[TASK BRIEF] Swap every "motorcycle" for "motorbike" in the rows between the line holding "Where can the yellow" and the line holding "point(703, 460)", inclusive. Give those lines again with nothing else changed.
## start RECORDS FOR PROCESSING
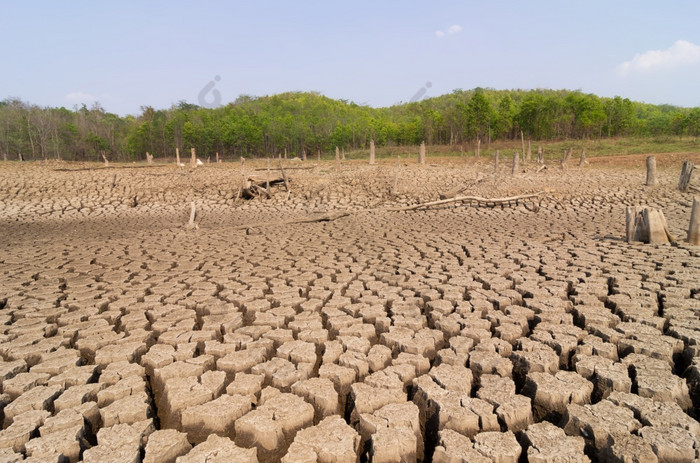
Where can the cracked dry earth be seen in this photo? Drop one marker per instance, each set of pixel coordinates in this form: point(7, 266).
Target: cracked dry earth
point(454, 334)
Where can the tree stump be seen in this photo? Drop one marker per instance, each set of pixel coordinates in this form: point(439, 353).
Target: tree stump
point(528, 156)
point(686, 172)
point(651, 171)
point(647, 225)
point(694, 227)
point(396, 175)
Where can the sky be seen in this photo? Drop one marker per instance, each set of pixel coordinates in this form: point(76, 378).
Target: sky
point(128, 54)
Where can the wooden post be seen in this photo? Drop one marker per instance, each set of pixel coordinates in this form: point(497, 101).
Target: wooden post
point(686, 172)
point(631, 217)
point(528, 158)
point(193, 214)
point(694, 227)
point(396, 175)
point(565, 158)
point(651, 171)
point(647, 225)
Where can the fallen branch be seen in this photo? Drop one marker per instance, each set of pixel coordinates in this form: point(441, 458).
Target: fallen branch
point(340, 214)
point(471, 199)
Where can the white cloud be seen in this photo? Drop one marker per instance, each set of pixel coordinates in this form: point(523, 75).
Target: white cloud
point(680, 53)
point(455, 28)
point(80, 97)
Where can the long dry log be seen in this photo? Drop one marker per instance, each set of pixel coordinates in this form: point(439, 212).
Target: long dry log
point(474, 199)
point(340, 214)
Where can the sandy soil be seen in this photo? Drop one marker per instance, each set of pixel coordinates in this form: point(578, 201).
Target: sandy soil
point(448, 334)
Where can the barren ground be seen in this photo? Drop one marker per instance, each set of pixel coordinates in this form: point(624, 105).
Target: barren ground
point(456, 333)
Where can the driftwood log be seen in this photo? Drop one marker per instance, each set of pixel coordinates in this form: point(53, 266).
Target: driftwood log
point(253, 228)
point(686, 172)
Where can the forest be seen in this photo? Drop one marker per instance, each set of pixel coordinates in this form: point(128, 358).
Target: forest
point(307, 122)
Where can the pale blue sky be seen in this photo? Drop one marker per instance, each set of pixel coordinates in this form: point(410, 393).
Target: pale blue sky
point(131, 53)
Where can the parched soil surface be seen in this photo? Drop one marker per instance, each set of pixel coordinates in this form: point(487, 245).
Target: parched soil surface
point(524, 332)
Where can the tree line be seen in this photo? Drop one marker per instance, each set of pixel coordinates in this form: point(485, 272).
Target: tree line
point(307, 122)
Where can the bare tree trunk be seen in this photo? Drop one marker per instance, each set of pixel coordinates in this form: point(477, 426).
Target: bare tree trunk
point(394, 190)
point(694, 227)
point(686, 173)
point(651, 171)
point(528, 158)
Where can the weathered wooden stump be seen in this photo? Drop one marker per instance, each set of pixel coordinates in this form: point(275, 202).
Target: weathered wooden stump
point(694, 227)
point(651, 171)
point(647, 225)
point(686, 172)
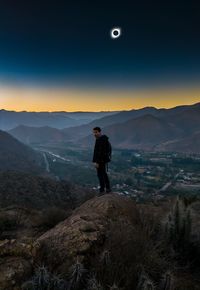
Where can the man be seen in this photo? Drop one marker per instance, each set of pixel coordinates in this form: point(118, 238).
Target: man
point(100, 159)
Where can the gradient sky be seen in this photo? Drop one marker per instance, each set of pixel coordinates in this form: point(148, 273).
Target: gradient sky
point(58, 55)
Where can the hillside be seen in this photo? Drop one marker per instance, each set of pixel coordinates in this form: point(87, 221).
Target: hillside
point(107, 241)
point(17, 156)
point(31, 135)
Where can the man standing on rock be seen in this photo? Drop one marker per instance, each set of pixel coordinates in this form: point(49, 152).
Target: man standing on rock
point(101, 156)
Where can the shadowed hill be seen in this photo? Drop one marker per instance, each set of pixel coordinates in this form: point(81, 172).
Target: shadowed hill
point(14, 155)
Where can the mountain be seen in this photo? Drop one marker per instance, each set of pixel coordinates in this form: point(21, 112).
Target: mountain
point(59, 120)
point(79, 132)
point(148, 129)
point(141, 133)
point(32, 191)
point(17, 156)
point(189, 144)
point(30, 135)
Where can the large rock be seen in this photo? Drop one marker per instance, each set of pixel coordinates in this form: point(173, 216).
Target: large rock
point(83, 233)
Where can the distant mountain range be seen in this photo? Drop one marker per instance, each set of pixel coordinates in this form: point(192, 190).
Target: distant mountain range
point(12, 119)
point(146, 129)
point(14, 155)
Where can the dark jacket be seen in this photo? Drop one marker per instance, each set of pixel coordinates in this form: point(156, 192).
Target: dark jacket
point(100, 149)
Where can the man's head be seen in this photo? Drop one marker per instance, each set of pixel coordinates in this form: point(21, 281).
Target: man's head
point(97, 132)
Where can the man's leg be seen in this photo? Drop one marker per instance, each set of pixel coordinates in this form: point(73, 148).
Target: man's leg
point(100, 174)
point(106, 179)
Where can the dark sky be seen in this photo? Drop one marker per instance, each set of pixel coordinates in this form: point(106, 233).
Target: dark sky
point(69, 42)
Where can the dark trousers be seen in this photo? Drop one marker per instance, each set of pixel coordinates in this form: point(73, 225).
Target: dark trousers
point(103, 177)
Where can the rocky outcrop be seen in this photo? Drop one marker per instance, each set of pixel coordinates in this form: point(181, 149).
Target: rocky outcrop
point(83, 233)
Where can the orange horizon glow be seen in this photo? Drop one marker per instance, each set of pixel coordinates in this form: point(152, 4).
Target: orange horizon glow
point(72, 100)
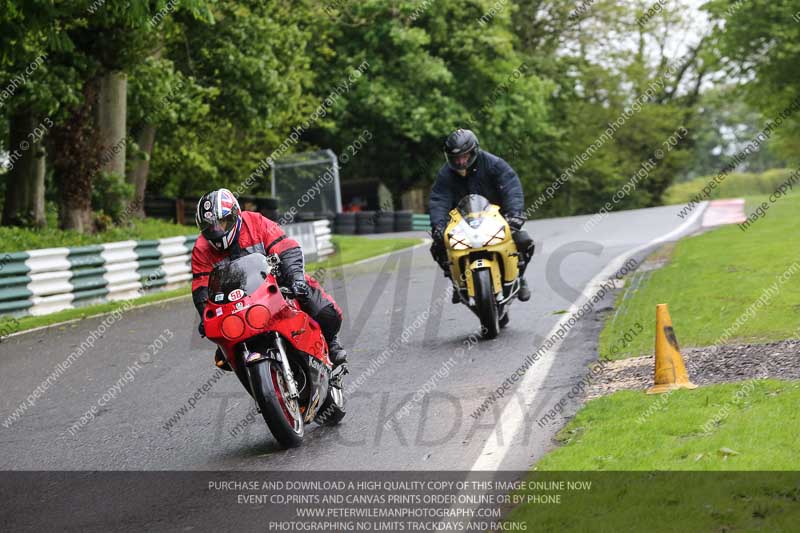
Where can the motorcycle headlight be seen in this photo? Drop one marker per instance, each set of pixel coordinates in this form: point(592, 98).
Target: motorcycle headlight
point(497, 238)
point(458, 241)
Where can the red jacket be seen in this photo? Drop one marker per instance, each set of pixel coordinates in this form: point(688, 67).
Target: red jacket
point(258, 235)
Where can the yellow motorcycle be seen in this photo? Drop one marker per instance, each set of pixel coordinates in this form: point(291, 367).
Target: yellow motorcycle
point(484, 262)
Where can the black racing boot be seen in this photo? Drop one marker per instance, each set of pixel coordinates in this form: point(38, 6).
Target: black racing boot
point(524, 293)
point(455, 297)
point(336, 352)
point(221, 362)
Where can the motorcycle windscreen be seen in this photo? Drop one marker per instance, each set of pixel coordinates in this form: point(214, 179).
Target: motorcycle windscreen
point(472, 205)
point(233, 280)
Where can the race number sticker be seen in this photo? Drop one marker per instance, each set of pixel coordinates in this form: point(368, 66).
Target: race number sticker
point(238, 294)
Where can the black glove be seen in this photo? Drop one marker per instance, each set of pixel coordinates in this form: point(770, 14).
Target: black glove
point(516, 222)
point(300, 289)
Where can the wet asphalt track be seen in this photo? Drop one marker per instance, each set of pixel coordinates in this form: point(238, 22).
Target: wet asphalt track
point(381, 299)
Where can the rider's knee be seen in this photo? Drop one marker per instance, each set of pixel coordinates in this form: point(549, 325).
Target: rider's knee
point(329, 320)
point(523, 240)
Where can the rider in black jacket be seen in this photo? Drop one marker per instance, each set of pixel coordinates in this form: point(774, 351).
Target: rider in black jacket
point(470, 170)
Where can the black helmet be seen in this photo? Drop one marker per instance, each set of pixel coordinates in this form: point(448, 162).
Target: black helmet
point(461, 149)
point(219, 218)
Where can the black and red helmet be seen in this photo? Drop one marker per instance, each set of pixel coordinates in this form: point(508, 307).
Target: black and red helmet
point(219, 218)
point(461, 149)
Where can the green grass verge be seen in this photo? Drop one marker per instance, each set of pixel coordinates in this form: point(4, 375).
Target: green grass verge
point(685, 430)
point(735, 185)
point(349, 249)
point(13, 239)
point(711, 280)
point(703, 460)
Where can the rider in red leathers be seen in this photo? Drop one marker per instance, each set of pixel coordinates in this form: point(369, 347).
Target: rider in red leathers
point(228, 232)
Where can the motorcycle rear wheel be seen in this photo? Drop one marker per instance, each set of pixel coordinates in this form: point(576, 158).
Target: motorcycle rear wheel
point(282, 415)
point(486, 304)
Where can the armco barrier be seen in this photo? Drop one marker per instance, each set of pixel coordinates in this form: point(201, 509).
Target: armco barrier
point(39, 282)
point(421, 222)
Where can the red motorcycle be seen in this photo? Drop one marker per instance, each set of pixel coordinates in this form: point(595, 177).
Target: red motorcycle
point(276, 350)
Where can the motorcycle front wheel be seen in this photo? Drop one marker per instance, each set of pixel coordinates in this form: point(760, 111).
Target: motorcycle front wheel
point(486, 304)
point(282, 415)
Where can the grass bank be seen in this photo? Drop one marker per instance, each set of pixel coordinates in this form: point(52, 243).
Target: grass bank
point(717, 458)
point(724, 286)
point(13, 239)
point(349, 249)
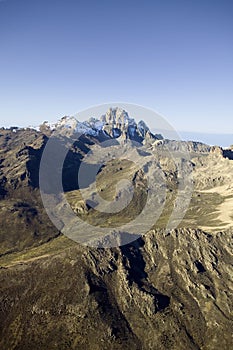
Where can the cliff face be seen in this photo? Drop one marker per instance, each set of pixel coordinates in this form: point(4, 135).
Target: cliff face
point(166, 290)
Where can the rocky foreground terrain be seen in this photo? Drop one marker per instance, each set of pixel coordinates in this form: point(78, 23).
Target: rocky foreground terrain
point(169, 289)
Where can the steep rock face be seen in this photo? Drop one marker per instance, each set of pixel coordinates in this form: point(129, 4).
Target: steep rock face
point(164, 291)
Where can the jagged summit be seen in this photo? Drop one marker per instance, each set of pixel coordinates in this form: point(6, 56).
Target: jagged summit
point(114, 123)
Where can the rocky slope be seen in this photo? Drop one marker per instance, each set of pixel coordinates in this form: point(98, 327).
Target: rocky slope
point(170, 289)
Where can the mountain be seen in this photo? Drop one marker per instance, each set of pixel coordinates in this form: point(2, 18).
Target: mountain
point(170, 288)
point(114, 124)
## end RECORDS FOR PROCESSING
[FINAL RESULT]
Where can the yellow motorbike be seen in this photo? Drop one marker per instance, each set of pixel coordinates in this form: point(291, 367).
Target: yellow motorbike
point(484, 262)
Where can the black racing boot be seen in this photo? Drop one marker per instance, each set of pixel coordinates in this form: point(38, 6).
Target: black racing boot
point(524, 293)
point(455, 297)
point(336, 352)
point(221, 362)
Where can the motorbike windscreen be seen in this photo? Drop one marker per instance, each set of pixel coordinates in this form: point(214, 179).
Target: motorbike windscreen
point(472, 205)
point(233, 280)
Where can the race number sticker be seen in this photo? Drop one marker per instance, each set of pixel coordinates in this form: point(368, 66).
Target: race number sticker
point(238, 294)
Where can the black glove be seen in this photo? Drop one marker per instance, each set of pixel coordinates in this form: point(770, 14).
Target: black glove
point(516, 222)
point(300, 289)
Where can the wet asphalt track be seen in this photo? Drop one marker per instance, each set of pixel coordinates in this form: point(238, 22).
Target: wet asphalt track
point(381, 299)
Where can the rider's knee be seen in this photo? Drop one marker per instance, each set of pixel coordinates in this form: point(549, 325).
Target: rider's knee
point(329, 320)
point(523, 240)
Where can the rider in black jacket be seen in this photo? Drop one marker per instance, each set of pixel coordinates in this form: point(774, 351).
Target: rider in black jacket
point(470, 170)
Where can the black helmet be seen in this photo? Drop one marker per instance, each set of pixel coordinates in this form: point(448, 162).
Target: black helmet
point(461, 149)
point(219, 218)
Where can the black and red helmet be seen in this photo? Drop one marker per instance, each set of pixel coordinates in this form: point(508, 307).
Target: black and red helmet
point(219, 218)
point(461, 149)
Where can the green grass verge be seen in this photo? Drop one marker per instance, each set of pixel coordinates in this form: point(4, 375).
Target: green grass verge
point(685, 430)
point(735, 185)
point(349, 249)
point(13, 239)
point(711, 280)
point(703, 460)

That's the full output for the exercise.